Job
Extend the news report on Sam Bankman-Fried's fraud conviction, picking up right after its final sentence.

Sam Bankman-Fried, the founder of now-bankrupt crypto exchange FTX, was found guilty on all counts of defrauding his customers on Thursday in Manhattan federal court.
The one-time mogul stood with his hands clasped facing the jury as he was found guilty on seven counts of wire fraud and conspiracy to launder money. He faces decades in prison at a sentencing hearing that US district Judge Lewis Kaplan set for 28 March 2024. The verdict, reached after just four hours of jury deliberation, brought an end to nearly a month of court proceedings that featured stunning testimony from his closest allies and the disgraced entrepreneur himself. He maintained his innocence until the end.
“We respect the jury’s decision. But we are very disappointed with the result. Mr Bankman-Fried maintains his innocence and will continue to vigorously fight the charges against him,” read a statement from Mark Cohen, Bankman-Fried’s lawyer.
His parents, the Stanford Law School professors Joseph Bankman and Barbara Fried, sat in the courtroom’s second row, holding each other’s hands. Bankman sat with his head in hands after the verdict was read.
After Kaplan left the courtroom, Cohen put his arm around Bankman-Fried as they spoke at the defense table.
As Bankman-Fried was led out of the courtroom by members of the US Marshals Service, he turned around, looked at his parents in the courtroom audience and nodded. Fried looked toward him and crossed her arms across her chest.
Following Bankman-Fried’s conviction, the Manhattan US attorney Damian Williams warned that other would-be fraudsters should take note of the convicted mogul’s fate.
“Sam Bankman-Fried perpetrated one of the biggest financial frauds in American history – a multibillion-dollar scheme designed to make him the King of Crypto – but while the cryptocurrency industry might be new and the players like Sam Bankman-Fried might be new, this kind of corruption is as old as time,” Williams said. “This case has always been about lying, cheating, and stealing and we have no patience for it.

Provided material
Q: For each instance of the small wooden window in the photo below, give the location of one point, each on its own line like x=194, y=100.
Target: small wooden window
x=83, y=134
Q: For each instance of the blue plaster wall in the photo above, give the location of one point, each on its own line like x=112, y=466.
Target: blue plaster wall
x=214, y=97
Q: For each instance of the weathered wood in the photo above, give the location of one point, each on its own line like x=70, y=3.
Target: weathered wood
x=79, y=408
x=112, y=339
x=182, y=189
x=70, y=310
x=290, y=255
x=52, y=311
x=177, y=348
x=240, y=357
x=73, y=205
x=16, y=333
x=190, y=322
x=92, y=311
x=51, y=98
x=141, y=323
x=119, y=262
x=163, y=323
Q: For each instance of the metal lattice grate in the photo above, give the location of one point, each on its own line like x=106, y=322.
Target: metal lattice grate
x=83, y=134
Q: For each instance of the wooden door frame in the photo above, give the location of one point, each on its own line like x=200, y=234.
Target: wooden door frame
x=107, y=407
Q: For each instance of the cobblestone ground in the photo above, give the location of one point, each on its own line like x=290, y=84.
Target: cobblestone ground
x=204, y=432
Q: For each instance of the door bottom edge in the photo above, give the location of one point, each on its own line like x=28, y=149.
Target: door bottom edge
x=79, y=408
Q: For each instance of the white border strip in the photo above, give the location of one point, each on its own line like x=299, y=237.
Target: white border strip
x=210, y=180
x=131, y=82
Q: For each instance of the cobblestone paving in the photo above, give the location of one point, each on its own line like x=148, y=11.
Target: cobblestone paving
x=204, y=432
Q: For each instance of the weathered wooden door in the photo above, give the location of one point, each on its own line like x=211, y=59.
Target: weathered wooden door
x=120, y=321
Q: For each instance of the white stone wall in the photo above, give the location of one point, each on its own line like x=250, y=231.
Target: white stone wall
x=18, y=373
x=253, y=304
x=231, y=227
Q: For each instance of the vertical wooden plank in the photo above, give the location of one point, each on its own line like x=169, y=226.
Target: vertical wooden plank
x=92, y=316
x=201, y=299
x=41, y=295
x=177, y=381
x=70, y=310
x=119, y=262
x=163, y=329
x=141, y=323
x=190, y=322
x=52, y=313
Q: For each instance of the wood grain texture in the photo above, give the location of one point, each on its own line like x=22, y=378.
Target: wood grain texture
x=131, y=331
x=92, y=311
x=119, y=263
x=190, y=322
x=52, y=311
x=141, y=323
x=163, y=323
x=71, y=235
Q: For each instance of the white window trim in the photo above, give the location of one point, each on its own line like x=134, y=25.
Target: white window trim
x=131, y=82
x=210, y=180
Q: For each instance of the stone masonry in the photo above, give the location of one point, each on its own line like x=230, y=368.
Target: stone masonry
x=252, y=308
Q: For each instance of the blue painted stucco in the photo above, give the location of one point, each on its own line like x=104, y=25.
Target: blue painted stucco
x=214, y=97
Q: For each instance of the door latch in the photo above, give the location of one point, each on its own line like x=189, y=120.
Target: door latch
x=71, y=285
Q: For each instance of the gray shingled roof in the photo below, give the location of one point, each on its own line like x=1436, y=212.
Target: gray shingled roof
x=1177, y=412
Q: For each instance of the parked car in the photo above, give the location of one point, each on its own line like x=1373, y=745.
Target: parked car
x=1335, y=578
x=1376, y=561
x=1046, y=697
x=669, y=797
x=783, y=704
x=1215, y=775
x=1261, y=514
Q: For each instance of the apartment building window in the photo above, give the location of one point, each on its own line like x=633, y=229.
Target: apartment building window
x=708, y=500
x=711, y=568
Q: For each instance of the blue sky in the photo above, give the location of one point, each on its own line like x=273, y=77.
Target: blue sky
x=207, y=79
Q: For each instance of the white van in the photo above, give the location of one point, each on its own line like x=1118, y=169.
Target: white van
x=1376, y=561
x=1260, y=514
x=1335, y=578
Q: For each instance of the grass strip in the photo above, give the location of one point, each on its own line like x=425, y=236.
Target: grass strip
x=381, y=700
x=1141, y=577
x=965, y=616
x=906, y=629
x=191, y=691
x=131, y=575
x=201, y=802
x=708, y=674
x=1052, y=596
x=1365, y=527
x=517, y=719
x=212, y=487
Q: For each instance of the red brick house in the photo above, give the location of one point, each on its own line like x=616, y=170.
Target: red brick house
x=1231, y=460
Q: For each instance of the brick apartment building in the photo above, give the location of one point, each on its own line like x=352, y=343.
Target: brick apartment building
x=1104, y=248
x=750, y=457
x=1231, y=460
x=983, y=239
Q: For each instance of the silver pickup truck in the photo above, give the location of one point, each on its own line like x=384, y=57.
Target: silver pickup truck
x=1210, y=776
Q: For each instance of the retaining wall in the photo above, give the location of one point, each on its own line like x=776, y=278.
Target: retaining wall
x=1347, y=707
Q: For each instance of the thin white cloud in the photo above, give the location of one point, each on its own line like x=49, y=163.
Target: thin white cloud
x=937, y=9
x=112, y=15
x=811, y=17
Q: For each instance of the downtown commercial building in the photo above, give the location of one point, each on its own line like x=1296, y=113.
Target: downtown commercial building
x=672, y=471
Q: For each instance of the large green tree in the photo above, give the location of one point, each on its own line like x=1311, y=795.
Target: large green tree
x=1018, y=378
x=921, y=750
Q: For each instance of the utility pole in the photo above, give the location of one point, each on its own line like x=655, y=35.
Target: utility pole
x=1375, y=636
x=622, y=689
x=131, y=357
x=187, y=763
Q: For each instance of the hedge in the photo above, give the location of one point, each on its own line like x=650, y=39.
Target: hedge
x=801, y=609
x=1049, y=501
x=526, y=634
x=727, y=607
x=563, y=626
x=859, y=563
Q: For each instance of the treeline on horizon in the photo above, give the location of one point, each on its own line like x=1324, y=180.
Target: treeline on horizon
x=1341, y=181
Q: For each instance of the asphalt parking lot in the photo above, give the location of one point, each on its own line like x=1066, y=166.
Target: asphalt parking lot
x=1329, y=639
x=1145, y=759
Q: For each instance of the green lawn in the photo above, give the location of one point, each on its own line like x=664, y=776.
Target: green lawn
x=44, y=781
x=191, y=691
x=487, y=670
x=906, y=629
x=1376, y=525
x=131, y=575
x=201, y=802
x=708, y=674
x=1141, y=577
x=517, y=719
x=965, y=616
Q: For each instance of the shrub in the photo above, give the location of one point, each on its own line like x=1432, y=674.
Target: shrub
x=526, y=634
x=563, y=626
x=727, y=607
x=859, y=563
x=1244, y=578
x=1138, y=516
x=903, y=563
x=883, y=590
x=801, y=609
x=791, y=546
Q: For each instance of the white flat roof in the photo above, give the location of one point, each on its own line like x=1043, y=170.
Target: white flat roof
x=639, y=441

Response below
“When I became US attorney, I promised we would be relentless in rooting out corruption in our financial markets. This is what relentless looks like. This case moved at lightning speed – that was not a coincidence, that was a choice,” he said. “This case is also a warning to every fraudster who thinks they’re untouchable, that their crimes are too complex for us to catch, that they are too powerful to prosecute, or that they are clever enough to talk their way out of it if caught. Those folks should think again and cut it out. And if they don’t, I promise we’ll have enough handcuffs for all of them.”
Bankman-Fried is also set to go on trial on a second set of charges brought by prosecutors earlier this year, including for alleged foreign bribery and bank fraud conspiracies.
Bankman-Fried was accused of swindling FTX customers out of about $10bn. Prosecutors said that his fraud extended from 2019 to November 2022, when FTX collapsed under the weight of a liquidity crisis, caused by the lending of customer funds to Alameda Research, FTX’s sister hedge fund, without telling them.
Bankman-Fried admitted to “large mistakes” in his management of the exchange during his testimony, including never putting a risk management team in place. He attempted to evade prosecutors’ questions with many statements of “I don’t recall” only to be confronted with on-the-record statements he had made during his extensive post-collapse media tour. When asked whether he had ever sent the message “Fuck regulators” to a journalist, he admitted: “I said that once.”
Bankman-Fried siphoned “stolen funds” to make himself rich and cover Alameda’s high-risk investments, prosecutors said. He boosted his luxury lifestyle with “exorbitant spending unrelated” to FTX operations like $100m in political contributions and A-list celebrity endorsements, according to the indictment. This also included footing the bill for personal expenses such as $200m in Bahamas property and repaying loans given to Alameda, which faced an $8bn budget shortfall as the crypto market cratered in 2022.
He came to court with a haircut, a significant gesture for a man whose chaotic mane became part of his signature look as a tech innovator. The prosecution grilled him on his appearance and public persona, asking him whether he used them to woo investors and customers. He likewise faced questions about his co-living arrangement with other FTX executives.
Caroline Ellison, Bankman-Fried’s on-again, off-again girlfriend and the CEO of Alameda, served as the star prosecution witness. Within moments of taking the stand, Ellison said that Bankman-Fried “directed me to commit these crimes”. She also said his unkempt appearance was a carefully curated act.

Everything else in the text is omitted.